TASK:
Write out the full listing exactly as it appears below.

INPUT MATERIAL:

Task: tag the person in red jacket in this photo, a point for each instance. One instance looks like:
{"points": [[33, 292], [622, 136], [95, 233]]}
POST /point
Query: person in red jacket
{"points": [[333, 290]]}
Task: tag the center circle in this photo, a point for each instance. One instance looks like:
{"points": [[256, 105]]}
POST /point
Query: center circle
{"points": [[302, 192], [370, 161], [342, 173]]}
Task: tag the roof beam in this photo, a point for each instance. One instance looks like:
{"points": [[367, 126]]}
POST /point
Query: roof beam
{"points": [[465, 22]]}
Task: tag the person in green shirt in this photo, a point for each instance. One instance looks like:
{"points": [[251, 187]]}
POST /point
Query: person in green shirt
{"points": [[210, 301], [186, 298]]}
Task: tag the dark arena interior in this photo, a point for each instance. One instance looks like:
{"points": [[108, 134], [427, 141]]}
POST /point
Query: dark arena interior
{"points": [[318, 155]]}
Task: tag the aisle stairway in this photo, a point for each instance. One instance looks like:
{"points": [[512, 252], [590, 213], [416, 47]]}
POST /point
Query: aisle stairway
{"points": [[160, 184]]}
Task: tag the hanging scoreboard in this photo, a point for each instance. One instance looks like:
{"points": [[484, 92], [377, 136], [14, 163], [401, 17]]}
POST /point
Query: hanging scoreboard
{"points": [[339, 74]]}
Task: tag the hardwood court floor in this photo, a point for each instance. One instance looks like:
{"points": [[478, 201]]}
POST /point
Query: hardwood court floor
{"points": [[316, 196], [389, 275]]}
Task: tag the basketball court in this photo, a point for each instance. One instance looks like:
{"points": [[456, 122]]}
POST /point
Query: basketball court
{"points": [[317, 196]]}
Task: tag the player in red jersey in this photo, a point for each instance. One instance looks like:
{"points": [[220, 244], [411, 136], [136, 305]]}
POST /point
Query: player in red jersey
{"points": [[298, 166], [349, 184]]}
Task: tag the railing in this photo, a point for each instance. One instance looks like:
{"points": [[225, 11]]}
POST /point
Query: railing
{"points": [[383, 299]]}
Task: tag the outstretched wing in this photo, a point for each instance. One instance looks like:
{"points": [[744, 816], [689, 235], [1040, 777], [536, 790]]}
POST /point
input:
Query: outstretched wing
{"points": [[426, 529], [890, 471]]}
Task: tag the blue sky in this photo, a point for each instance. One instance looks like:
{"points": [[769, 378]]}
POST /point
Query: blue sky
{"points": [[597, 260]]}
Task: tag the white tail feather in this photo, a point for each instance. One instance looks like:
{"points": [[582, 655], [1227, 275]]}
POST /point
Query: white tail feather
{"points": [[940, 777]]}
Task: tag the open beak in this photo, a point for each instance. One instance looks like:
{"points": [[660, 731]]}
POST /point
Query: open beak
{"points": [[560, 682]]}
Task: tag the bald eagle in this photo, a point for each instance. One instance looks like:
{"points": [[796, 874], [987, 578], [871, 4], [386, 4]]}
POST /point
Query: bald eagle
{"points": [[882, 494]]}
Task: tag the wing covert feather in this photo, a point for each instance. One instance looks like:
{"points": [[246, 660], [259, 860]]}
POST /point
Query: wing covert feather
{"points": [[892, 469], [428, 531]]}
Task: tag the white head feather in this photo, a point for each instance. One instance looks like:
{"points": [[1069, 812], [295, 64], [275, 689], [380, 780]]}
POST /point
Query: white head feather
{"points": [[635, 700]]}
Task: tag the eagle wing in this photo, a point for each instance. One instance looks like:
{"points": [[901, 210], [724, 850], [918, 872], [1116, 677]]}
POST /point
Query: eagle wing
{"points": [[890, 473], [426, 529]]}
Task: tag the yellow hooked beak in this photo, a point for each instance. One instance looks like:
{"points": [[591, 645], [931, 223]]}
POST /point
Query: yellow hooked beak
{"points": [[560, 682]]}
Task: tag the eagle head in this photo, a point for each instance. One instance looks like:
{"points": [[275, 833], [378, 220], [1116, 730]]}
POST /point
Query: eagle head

ANSWER SPACE:
Task: tag the person in red jacket in this photo, a point for each instance. One instance looks like:
{"points": [[33, 292], [622, 136], [95, 233]]}
POST /point
Query: person in red jacket
{"points": [[333, 290]]}
Task: tag the center circle in this photo, a point for each instance. One instance looks like:
{"points": [[256, 105]]}
POST /point
Query: center circle
{"points": [[302, 192], [370, 161], [342, 173]]}
Task: tag the roof beam in this photo, a point for each instance. One instance looks like:
{"points": [[367, 126]]}
POST /point
Query: roof beam
{"points": [[465, 22]]}
Task: tag the person in green shirt in this photo, a point for each instance. One instance looks like:
{"points": [[251, 187]]}
POST /point
Query: person in green shirt
{"points": [[210, 301], [186, 298]]}
Task: tag the dark arena interior in this photo, a point for each instance. One instance looks like:
{"points": [[108, 134], [427, 141]]}
POST /point
Query: dark arena interior
{"points": [[318, 155]]}
Task: tag the aisle stairway in this photo, a point for each instance. One instance looks like:
{"points": [[512, 252], [590, 213], [416, 47]]}
POST /point
Query: aisle stairway
{"points": [[160, 184]]}
Task: tag the hanging scoreboard in this photo, a point for each instance. One instance looks like:
{"points": [[484, 92], [377, 136], [14, 163], [401, 17]]}
POST /point
Query: hanging scoreboard
{"points": [[339, 74]]}
Task: tag the hardwood court floor in this photo, a point for each instance. One instance looks like:
{"points": [[478, 201]]}
POST /point
Query: hardwood court floor
{"points": [[316, 196], [389, 275]]}
Task: tag the basketball court in this photo, a point for each instance. One instance looks like:
{"points": [[456, 122]]}
POST /point
Query: basketball court
{"points": [[317, 196]]}
Task: tag the player in red jersey in this photo, a point for each instance. One instance looks like:
{"points": [[220, 244], [411, 136], [136, 305]]}
POST /point
Query: player in red jersey
{"points": [[298, 166], [349, 184]]}
Task: tag the railing in this photo, a point for each instance. One instance looks like:
{"points": [[225, 11]]}
POST /point
Query: railing
{"points": [[383, 299]]}
Task: tag the outstretched wing in this photo, a point for each instance. One instance looks like:
{"points": [[744, 816], [689, 235], [1040, 777], [536, 790]]}
POST /point
input:
Query: outstretched wing
{"points": [[426, 529], [890, 471]]}
Task: tag the blue sky in this photo, a point for each instance. One instance looks like:
{"points": [[769, 378]]}
POST /point
Query: blue sky
{"points": [[597, 260]]}
Task: tag the white tail feather in this photo, a point for each instance. One instance looks like:
{"points": [[582, 655], [1227, 275]]}
POST /point
Query: white tail feather
{"points": [[940, 777]]}
Task: tag the open beak in this photo, a point for each instance. One instance looks like:
{"points": [[660, 731]]}
POST /point
Query: open beak
{"points": [[560, 682]]}
Task: tag the bald eagle in this photo, a point for each instance. One instance looks like:
{"points": [[796, 874], [987, 578], [871, 4], [386, 4]]}
POST /point
Query: bald eagle
{"points": [[882, 494]]}
Task: tag the wing covert feather in this photo, a point for each instance. One instance looks like:
{"points": [[246, 660], [259, 860]]}
POST /point
Query: wing covert feather
{"points": [[892, 469], [428, 531]]}
Task: tag the white head feather in this photo, a point for each instance. One instance looks like:
{"points": [[1069, 812], [295, 64], [275, 689], [380, 780]]}
POST /point
Query: white head feather
{"points": [[635, 700]]}
Task: tag the eagle wing in this photo, a point for each instance. One instance looks like:
{"points": [[901, 210], [724, 850], [918, 872], [1116, 677]]}
POST /point
Query: eagle wing
{"points": [[890, 473], [426, 529]]}
Task: tag the yellow hooked beak in this photo, a point for each instance. One instance looks like:
{"points": [[591, 645], [931, 223]]}
POST /point
Query: yellow hooked beak
{"points": [[560, 682]]}
Task: tag the eagle head in this photo, a point for each instance. One instance looks like:
{"points": [[275, 833], [378, 220], [1116, 730]]}
POST /point
Query: eagle head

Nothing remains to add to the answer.